> **About this task**
From the essay on the GAPS diet below, return word for word the passage that begins at the words "But the whole" and stops after "into the storm.".

> **Excerpted text**
How Does One Family Go GAPS? – One Pot of Soup at a Time

How Does One Family go GAPS? – One Pot of Soup at a Time

By Ronit Feinglass Plank (bio below)

Well, it’s happened. I, a former vegan, have animal parts in my refrigerator. Seriously, there are all kinds in there: steaks, turkey breasts, lamb shanks, fish filets, sausage, ribs, I’m even thinking about getting a liver if it will help. I went from slow-cooking hearty soups brimming with legumes to slow-cooking the knuckles and joints of cattle for this new modified GAPS-Paleo-Auto-Immune type diet we are trying for my eczema and allergy-addled son.

Those of us who face chronic eczema know sometimes no cause can be found for the itching that keeps our children suffering and awake at night. After years of trying to get to the bottom of things with food elimination and scores of naturopathic visits, then three days a week light therapy with no measurable result except the faint charred smell of something burning every time my son got out of the UV booth, last fall my husband and I finally agreed to the dermatologist’s recommendation to put our son on immunosuppressive drugs.

These are strong. And not to be used for long periods of time because they can be dangerous. Yet for five months now my son has finally been able to sleep at night, and my husband and I learned for the first time since before our six year old was born what rested feels like.

But the whole time our son has been on the drugs, I’ve known we were only being granted a short respite from the relentlessness of his chronic condition. Like ducking under an awning during a downpour, I knew we’d eventually have to go back out into the storm.

So now, in anticipation of weaning him off these drugs, and after talking to other eczema moms, I have found this new way of eating—heavy on restorative animal fats, broth and collagen–to possibly be my last hope. In lieu of feeding my son gluten, sugar, grains, dairy products, eggs, legumes and soy, I’m to fill him up on nourishing meats and vegetables so his sensitive body can repair.

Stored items
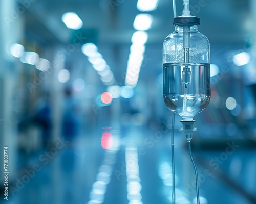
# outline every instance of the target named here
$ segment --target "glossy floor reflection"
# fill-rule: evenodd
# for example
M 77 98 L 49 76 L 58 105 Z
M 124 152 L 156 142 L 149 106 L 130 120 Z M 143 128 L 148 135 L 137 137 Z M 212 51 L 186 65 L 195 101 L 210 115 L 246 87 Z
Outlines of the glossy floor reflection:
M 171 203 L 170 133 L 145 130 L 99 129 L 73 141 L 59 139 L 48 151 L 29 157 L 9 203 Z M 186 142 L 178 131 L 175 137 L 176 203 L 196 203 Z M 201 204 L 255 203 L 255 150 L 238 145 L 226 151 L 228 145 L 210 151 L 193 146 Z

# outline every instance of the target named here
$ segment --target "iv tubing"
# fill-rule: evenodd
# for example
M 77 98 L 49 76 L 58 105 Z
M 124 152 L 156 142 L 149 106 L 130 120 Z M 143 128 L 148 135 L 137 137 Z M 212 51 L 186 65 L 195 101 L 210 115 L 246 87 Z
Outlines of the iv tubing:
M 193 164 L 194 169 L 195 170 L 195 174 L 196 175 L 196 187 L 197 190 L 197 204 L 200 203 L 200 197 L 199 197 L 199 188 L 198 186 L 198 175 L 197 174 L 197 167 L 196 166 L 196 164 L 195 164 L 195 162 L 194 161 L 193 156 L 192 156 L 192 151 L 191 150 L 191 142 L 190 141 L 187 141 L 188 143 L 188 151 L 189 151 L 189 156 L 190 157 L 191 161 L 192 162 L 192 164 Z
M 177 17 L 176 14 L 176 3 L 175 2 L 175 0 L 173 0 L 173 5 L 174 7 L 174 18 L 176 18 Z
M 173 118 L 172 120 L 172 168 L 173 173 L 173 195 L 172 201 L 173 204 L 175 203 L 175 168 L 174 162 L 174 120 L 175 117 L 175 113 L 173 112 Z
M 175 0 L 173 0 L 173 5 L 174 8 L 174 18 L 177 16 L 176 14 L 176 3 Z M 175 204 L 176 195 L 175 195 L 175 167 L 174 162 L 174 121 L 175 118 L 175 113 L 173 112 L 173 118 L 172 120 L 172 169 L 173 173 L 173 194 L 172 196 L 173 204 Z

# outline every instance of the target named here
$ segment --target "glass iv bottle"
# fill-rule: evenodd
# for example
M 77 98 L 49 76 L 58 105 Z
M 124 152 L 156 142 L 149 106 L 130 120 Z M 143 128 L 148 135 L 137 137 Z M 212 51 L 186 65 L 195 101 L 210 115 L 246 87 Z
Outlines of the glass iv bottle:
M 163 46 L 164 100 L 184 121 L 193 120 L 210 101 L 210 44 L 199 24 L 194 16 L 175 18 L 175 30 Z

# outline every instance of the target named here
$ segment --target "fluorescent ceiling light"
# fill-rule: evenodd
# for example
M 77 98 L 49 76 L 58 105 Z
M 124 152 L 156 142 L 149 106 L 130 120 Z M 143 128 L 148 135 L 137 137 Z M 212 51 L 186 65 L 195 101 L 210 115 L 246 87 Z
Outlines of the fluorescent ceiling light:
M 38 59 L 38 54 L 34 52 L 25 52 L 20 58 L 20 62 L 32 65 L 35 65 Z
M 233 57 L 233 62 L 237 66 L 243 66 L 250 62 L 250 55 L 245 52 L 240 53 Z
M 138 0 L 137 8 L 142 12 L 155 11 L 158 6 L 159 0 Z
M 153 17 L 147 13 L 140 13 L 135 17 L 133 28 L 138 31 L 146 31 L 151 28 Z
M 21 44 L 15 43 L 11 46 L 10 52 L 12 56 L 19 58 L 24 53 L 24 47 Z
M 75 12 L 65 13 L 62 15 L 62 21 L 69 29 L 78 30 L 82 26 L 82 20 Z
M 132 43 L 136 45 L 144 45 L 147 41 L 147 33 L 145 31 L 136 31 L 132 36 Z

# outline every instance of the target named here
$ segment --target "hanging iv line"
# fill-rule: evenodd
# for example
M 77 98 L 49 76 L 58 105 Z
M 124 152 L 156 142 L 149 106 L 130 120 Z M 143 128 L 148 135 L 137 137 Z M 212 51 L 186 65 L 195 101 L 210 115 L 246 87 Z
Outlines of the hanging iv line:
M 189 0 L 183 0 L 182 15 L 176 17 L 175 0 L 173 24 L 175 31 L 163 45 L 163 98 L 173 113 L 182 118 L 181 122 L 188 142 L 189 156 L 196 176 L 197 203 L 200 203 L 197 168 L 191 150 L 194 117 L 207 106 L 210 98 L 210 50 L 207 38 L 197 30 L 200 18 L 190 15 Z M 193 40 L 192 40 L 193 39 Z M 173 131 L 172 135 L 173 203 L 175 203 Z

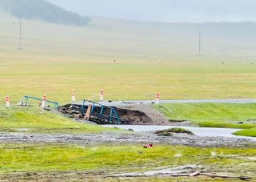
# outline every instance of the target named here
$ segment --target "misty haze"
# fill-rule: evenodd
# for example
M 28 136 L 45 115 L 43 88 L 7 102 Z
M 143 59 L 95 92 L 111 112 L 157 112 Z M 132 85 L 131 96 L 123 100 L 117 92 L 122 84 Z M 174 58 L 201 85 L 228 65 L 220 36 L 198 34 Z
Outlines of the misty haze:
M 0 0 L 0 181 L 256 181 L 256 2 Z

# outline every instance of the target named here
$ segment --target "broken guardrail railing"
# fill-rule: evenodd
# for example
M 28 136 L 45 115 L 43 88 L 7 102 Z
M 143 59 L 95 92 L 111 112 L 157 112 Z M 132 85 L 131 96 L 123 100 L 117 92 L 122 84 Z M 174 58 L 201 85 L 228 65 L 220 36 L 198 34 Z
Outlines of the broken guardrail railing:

--

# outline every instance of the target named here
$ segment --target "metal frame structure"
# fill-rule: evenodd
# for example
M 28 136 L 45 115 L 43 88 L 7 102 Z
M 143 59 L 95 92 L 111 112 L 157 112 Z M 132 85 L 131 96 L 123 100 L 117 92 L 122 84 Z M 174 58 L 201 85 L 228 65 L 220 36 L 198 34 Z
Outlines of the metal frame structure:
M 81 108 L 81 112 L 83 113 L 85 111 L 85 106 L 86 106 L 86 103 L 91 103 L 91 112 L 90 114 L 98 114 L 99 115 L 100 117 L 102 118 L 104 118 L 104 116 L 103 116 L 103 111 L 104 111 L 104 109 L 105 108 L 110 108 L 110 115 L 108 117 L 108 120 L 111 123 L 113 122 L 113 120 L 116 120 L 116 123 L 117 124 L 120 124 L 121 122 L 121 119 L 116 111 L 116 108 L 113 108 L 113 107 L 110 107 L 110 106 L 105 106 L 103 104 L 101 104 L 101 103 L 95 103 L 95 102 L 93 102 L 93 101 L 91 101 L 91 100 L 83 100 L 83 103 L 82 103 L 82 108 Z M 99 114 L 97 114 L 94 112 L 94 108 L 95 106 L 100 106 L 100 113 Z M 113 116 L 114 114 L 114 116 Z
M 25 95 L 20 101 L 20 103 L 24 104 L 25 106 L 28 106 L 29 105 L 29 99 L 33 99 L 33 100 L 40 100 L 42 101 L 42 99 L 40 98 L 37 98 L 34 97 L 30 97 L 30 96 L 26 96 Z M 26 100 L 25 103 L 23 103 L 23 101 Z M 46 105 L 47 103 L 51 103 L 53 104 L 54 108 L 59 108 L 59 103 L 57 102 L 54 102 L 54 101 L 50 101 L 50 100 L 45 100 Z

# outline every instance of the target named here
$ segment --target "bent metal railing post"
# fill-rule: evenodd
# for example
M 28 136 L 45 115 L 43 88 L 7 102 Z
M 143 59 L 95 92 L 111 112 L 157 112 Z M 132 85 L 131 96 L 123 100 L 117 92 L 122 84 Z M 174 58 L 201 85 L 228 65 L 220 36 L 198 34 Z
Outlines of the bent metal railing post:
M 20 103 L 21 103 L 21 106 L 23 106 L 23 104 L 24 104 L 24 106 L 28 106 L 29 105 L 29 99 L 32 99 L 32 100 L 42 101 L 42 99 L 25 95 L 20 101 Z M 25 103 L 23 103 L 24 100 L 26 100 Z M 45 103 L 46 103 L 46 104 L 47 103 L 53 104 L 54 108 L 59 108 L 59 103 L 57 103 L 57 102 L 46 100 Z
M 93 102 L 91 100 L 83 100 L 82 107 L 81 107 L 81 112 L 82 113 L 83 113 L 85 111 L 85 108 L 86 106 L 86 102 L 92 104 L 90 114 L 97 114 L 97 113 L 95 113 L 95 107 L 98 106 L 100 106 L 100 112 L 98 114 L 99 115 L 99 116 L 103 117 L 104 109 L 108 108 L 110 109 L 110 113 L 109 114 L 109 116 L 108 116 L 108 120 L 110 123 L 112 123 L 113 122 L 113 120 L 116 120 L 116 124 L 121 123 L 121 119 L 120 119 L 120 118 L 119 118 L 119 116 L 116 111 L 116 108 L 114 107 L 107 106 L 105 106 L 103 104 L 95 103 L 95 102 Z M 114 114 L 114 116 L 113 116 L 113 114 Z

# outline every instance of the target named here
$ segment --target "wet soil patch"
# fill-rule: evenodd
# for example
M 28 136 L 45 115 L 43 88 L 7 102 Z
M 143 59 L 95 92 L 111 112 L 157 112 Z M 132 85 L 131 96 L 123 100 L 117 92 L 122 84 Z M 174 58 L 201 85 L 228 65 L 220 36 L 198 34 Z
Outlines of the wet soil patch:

> **Finished task**
But the whole time our son has been on the drugs, I’ve known we were only being granted a short respite from the relentlessness of his chronic condition. Like ducking under an awning during a downpour, I knew we’d eventually have to go back out into the storm.